> **GIVEN EXERCISE**
Render all of the material below as a numbered list, omitting any blank lines.

> **INPUT ROWS**
------------------------------------
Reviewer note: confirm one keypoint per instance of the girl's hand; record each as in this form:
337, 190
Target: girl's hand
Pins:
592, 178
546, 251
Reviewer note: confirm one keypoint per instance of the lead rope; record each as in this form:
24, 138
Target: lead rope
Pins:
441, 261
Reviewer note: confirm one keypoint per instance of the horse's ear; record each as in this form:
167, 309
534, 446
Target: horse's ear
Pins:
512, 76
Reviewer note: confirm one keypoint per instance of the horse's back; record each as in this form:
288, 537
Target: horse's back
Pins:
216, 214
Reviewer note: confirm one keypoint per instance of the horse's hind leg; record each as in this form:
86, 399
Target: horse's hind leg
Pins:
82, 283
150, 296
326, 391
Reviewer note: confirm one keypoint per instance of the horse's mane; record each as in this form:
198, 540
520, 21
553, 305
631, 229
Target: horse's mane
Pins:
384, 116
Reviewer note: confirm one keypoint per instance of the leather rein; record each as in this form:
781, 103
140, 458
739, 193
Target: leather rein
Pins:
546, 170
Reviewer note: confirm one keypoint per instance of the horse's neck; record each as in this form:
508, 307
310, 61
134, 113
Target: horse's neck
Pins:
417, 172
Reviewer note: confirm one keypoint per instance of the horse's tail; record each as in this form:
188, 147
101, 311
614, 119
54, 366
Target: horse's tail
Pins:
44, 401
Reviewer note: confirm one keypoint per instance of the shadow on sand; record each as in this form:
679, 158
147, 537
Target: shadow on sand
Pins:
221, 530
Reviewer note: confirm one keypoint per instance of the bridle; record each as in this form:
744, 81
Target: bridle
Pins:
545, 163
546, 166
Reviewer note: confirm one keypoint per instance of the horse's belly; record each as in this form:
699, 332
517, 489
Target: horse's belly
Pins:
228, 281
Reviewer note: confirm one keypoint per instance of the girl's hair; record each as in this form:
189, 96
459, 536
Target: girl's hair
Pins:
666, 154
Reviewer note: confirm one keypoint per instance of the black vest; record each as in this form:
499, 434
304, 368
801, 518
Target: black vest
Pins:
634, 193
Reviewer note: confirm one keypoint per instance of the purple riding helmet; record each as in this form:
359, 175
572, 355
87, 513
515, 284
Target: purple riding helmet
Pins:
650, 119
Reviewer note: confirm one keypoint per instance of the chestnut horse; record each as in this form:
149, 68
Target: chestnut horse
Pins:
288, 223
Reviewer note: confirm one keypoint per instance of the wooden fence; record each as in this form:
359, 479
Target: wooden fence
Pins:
------------------------------------
> **TASK RESULT**
1. Reviewer note: confirm one keypoint per instance of the girl's hand; record each as in this form:
2. 337, 190
3. Target: girl's hand
4. Pins:
5. 592, 178
6. 546, 251
7. Reviewer note: confirm one keypoint per instance of the lead rope; record each as in this form:
8. 24, 138
9. Target: lead rope
10. Pins:
11. 441, 261
12. Reviewer note: confirm one keypoint per instance of the horse's ear; record each as in this form:
13. 167, 309
14. 534, 446
15. Target: horse's ear
16. Pins:
17. 512, 76
18. Reviewer note: confirm one keypoint per instance of the horse's back; record each as in this form:
19. 288, 537
20. Target: horse's back
21. Pins:
22. 216, 214
23. Reviewer note: confirm one keypoint per instance of the horse's hind leg; record each as in this form:
24. 86, 399
25. Target: horse's hind leg
26. Pins:
27. 82, 283
28. 150, 296
29. 326, 391
30. Reviewer note: confirm one keypoint per instance of the horse's mane; record each as in this form:
31. 198, 540
32. 520, 21
33. 553, 305
34. 631, 229
35. Target: horse's mane
36. Pins:
37. 384, 116
38. Reviewer note: confirm one keypoint per instance of the leather rein; record each as in this form:
39. 781, 103
40. 140, 458
41. 739, 193
42. Target: leather rein
43. Pins:
44. 546, 170
45. Reviewer note: confirm one keypoint per instance of the horse's neck; record each as in this form:
46. 508, 307
47. 310, 61
48. 134, 113
49. Target: horse's neck
50. Pins:
51. 417, 172
52. Reviewer note: confirm one keypoint per instance of the horse's tail; record each as in this form:
53. 188, 147
54. 101, 311
55. 614, 119
56. 54, 366
57. Target: horse's tail
58. Pins:
59. 44, 401
60. Reviewer note: confirm one keypoint per instance of the shadow on sand; record each as in this form:
61. 679, 158
62. 147, 537
63. Target: shadow on sand
64. Pins:
65. 221, 530
66. Reviewer note: confirm one keypoint per instance of the bridle; record each as in this form:
67. 744, 81
68. Target: bridle
69. Pins:
70. 545, 163
71. 546, 166
72. Reviewer note: confirm one keypoint per instance of the horse's belly; record each as in this form:
73. 699, 332
74. 517, 489
75. Target: horse's belly
76. Pins:
77. 228, 281
78. Reviewer note: confirm one keypoint per instance of the girl's hair; record each as in this form:
79. 189, 96
80. 459, 536
81. Target: girl's hair
82. Pins:
83. 666, 154
84. Reviewer note: confirm one keypoint per instance of the black vest; record each as in this form:
85. 499, 434
86. 304, 368
87. 801, 518
88. Target: black vest
89. Pins:
90. 634, 193
91. Reviewer note: confirm one keypoint per instance of the purple riding helmet; record each as in this form:
92. 359, 175
93. 572, 355
94. 87, 513
95. 515, 284
96. Target: purple riding helmet
97. Pins:
98. 650, 119
99. Reviewer note: confirm one keypoint per instance of the chestnut horse; record each as in this form:
100. 149, 68
101. Target: chestnut horse
102. Pins:
103. 288, 223
104. Reviewer note: confirm one keypoint per instance of the wooden fence; record each as in this form:
105. 359, 479
106. Target: wooden fence
107. Pins:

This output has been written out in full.